§ **What is being asked**:
According to the text about the West Chicago City Museum, when was fire protection officially added to the town hall?
::: Text block :::
The West Chicago City Museum, originally the Turner Town Hall, is a museum in West Chicago, Illinois.

==History==
Turner Town Hall originally functioned as the first Village Hall of West Chicago, providing police and fire control services to the community. West Chicago was originally known as Junction, as three railroads crossed through it. The Galena and Chicago Union Railroad erected the first railway station in the town in 1849, and in five years' time, the town was an important railway maintenance stop. Working on steam engines and railway cars at the time induced a great fire hazard, but there was no city services to fight the blazes. All fire control was ineffectively provided by private companies.

In 1883, the village, now known as Turner, approved the construction of a Town Hall. Aside from its town safety functions, the hall also provided a meeting place for citizens of the village and hosted a local museum. Fire protection was officially added in 1888. The town hall maintained its functions until 1976 when it was re-designated the West Chicago City Museum. It was added to the National Register of Historic Places in 1991.

==Architecture==
The two-story building is in the middle of a commercial block, though it was originally detached. It was built with a cream colored brick on a limestone foundation. The main facade faces northeast toward Main Street. This facade is asymmetrical due to its Italianate tower. The tower, which projects slightly from the facade, has a secondary entrance and a single round top window. The tower originally had a metal pyramidal roof, but this has since been removed. The main entrance on the body of the building was replaced in 1942 when barn doors (used by the fire station) were replaced with a set of Federal Style doors and windows. Three round top windows are found on the second floor.
::: Provided data :::
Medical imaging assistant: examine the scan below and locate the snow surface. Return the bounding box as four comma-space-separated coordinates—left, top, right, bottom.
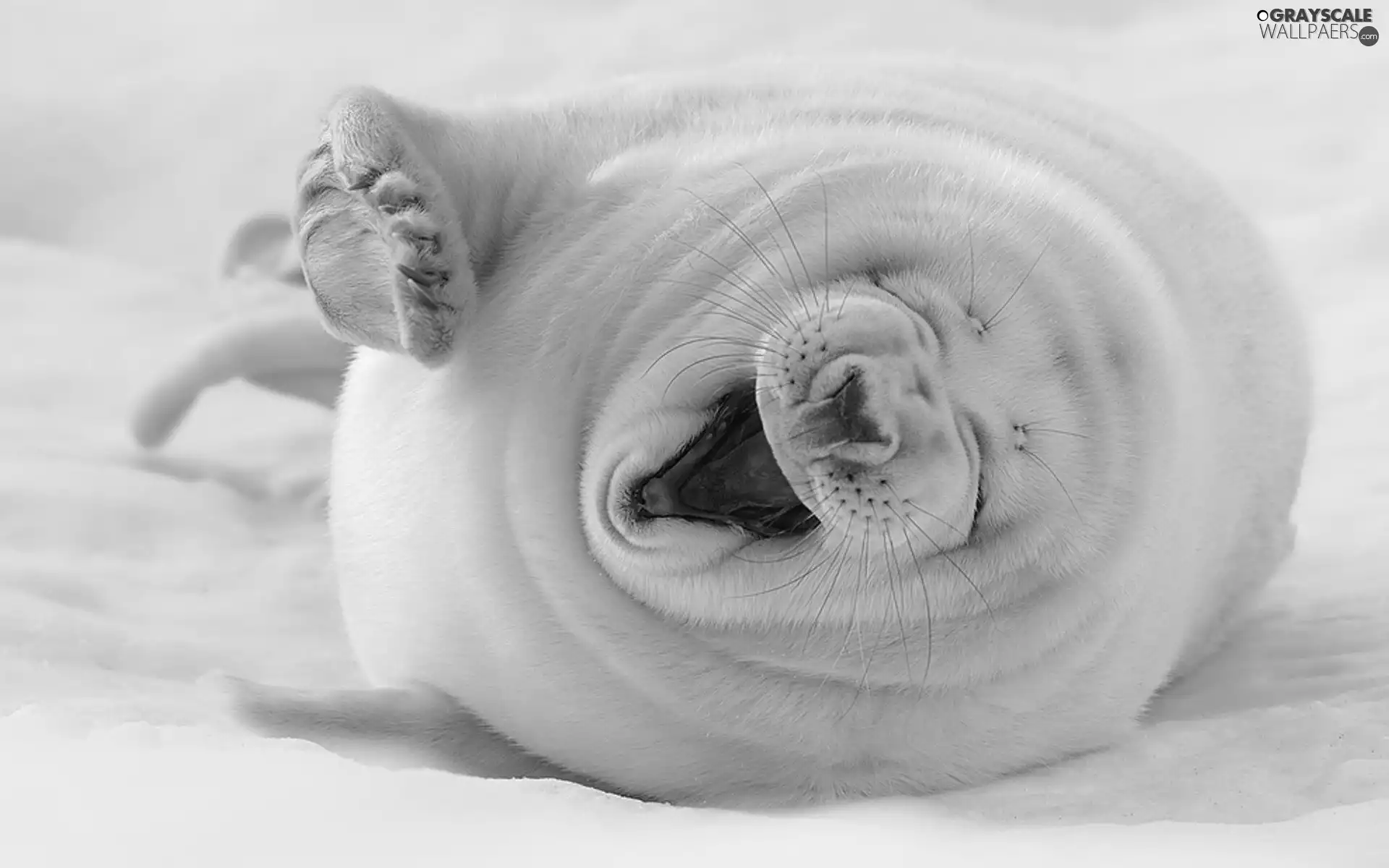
0, 0, 1389, 867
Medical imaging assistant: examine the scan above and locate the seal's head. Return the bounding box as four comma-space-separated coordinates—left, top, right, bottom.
219, 78, 1301, 803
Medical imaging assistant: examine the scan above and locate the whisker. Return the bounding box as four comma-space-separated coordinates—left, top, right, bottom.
889, 507, 938, 692
982, 237, 1051, 331
681, 187, 794, 328
889, 507, 996, 621
1018, 448, 1085, 522
735, 163, 815, 320
671, 239, 793, 328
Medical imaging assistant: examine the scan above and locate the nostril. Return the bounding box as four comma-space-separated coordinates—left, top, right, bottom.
831, 368, 891, 443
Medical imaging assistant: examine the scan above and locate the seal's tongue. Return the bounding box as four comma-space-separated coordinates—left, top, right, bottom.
642, 389, 818, 536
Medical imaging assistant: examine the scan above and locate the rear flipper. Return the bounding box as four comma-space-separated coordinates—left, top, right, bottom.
204, 675, 589, 785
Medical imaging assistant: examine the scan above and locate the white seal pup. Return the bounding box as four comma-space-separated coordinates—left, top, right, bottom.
201, 69, 1309, 806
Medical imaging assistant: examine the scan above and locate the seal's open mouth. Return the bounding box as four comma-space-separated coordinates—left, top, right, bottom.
632, 385, 820, 537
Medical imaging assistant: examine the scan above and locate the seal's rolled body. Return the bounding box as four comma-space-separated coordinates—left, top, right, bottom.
315, 69, 1309, 804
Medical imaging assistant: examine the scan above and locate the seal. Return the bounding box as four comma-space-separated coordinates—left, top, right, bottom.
187, 67, 1310, 806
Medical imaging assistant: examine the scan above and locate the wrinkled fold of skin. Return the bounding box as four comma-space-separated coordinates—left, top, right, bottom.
279, 71, 1307, 806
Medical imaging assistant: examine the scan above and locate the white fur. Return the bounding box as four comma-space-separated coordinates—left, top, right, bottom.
222, 61, 1307, 804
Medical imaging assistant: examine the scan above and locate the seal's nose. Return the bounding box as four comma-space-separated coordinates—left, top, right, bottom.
788, 356, 901, 467
757, 285, 977, 539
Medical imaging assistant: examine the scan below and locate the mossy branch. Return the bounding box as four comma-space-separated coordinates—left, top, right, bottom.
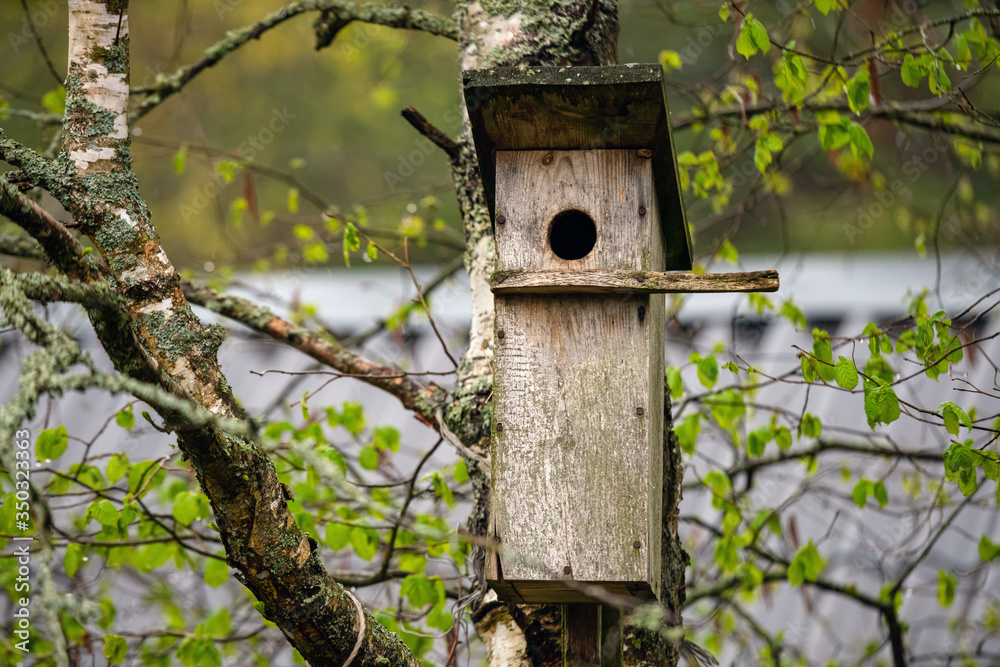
:::
§ **Response below**:
Fire protection was officially added in 1888.